» Description of the task: Reproduce word for word the stretch of the M&A valuation discussion from "Would you say" through "you describe it?".

Doug and Shaun, by asking a little bit about the M&A funnel, you spoke to the number of opportunities with respect to teasers and NDAs that you signed as you're looking through for your first acquisition there at the helm, Doug. How do you view the valuation expectations? Have they changed appreciably given the volatility that we've seen in the public market in the last couple of months?
Yes, good question. Thanks, Doug for that. I think you have -- you've definitely seen a little bit more of a frothy market in, say, in the last 12 months. In M&A in general, I think valuation expectations are on the high side of the cycle. Interestingly enough, certainly with some of the active processes we're in now, we are seeing a little bit of the sheen coming off on that. And I think for me, certainly we're seeing deals that are out there that are in our sweet spot in the valuation side. To be frank though, they -- it does take a little bit longer for those processes to unfold. We are seeing opportunities, for example, where the valuation expectations are extremely high, processes have gone through and people have hesitated and not proceeded at high values, and those sort of boomerang deals where there's kind of an expectation, a more reasonable view on valuations, particularly in the private company side, where we're engaged in further dialogue after an initial process hasn't gone through, is a trend we're actually seeing in increasing velocity. So I'm confident the deals are out there in the sweet spot, and we can get the valuation we want, even though in fairness the last 12 months have been, from a valuation perspective, higher. But we are seeing a traction on the boomerang deal side. And also, a little bit of softening of our expectation. So I think that for -- sort of, I look ahead for the next year, I think the trend in the market is in favor of kind of where we play. But it certainly does take a little bit longer to land those type of deals.
Would you say that valuation has been the biggest source of hesitation for you in pulling your trigger on a first transaction? Or is there some fit issues that you haven't -- nothing hasn't quite fit your expectations? How would you describe it?

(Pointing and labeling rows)
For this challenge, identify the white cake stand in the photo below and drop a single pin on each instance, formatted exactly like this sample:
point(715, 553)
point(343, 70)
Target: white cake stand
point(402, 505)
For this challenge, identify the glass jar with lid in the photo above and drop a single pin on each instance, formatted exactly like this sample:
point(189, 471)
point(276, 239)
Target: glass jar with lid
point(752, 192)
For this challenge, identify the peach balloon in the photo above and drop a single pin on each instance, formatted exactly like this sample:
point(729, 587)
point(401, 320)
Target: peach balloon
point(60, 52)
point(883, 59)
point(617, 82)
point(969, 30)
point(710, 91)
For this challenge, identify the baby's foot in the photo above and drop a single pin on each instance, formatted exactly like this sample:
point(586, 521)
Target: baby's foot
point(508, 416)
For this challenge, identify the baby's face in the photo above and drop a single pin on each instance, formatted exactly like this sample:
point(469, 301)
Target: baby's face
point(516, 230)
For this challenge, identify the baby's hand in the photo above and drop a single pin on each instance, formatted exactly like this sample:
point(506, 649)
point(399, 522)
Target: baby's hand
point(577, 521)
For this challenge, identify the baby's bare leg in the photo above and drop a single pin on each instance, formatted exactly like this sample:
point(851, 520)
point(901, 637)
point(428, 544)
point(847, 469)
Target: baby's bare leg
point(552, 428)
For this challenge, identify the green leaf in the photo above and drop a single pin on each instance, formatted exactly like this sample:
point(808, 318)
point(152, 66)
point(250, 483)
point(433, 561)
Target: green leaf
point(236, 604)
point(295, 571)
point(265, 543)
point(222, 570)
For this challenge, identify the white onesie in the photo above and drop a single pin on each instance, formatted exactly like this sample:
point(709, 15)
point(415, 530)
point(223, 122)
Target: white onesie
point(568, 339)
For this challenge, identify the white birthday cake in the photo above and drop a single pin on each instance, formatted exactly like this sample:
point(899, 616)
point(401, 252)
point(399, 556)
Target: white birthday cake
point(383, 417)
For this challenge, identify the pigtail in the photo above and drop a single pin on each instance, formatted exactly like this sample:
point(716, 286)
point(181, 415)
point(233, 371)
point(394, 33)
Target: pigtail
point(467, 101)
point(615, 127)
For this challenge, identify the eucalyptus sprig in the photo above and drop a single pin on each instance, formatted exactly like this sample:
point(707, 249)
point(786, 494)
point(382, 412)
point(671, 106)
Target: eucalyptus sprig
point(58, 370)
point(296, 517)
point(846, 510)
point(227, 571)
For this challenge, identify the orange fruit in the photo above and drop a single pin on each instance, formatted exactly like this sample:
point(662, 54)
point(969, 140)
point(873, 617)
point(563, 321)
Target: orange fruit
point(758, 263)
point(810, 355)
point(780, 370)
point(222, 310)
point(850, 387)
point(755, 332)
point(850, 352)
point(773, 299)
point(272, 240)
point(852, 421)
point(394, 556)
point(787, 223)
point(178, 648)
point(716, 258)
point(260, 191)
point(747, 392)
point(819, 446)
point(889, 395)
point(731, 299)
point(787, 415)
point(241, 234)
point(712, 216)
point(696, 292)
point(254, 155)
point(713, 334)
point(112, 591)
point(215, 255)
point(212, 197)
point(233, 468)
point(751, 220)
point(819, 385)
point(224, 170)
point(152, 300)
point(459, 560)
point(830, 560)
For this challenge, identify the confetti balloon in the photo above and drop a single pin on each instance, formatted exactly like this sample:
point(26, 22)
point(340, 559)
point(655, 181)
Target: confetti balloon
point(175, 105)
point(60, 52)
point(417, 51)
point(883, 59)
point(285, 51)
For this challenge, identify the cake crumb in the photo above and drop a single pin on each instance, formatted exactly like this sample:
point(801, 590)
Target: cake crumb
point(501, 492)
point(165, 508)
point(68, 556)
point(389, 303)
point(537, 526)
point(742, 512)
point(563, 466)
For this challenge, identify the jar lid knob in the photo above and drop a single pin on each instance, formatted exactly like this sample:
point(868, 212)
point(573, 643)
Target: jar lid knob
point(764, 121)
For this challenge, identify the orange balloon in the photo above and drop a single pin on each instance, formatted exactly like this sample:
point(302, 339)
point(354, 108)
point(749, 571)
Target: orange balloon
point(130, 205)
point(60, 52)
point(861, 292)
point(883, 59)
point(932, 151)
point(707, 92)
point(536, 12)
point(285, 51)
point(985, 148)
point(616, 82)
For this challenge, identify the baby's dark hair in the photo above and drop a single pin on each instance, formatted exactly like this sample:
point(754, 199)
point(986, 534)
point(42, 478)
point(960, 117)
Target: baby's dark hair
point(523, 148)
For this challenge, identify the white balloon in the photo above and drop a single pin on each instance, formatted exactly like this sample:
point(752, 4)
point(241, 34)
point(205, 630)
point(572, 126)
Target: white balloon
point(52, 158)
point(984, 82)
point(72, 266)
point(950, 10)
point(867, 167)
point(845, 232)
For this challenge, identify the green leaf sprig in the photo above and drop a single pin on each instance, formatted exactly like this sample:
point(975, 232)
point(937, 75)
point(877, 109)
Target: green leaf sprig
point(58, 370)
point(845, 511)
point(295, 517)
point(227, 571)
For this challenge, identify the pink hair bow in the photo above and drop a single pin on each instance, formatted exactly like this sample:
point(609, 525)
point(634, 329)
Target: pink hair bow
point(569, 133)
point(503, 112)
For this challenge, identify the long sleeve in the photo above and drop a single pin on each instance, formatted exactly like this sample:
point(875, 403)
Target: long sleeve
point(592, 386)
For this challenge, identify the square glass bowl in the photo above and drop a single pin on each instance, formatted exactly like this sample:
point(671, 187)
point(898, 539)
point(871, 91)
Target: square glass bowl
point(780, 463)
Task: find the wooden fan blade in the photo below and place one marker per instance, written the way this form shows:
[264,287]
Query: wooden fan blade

» Task response:
Would you say that valuation has been the biggest source of hesitation for you in pulling your trigger on a first transaction? Or is there some fit issues that you haven't -- nothing hasn't quite fit your expectations? How would you describe it?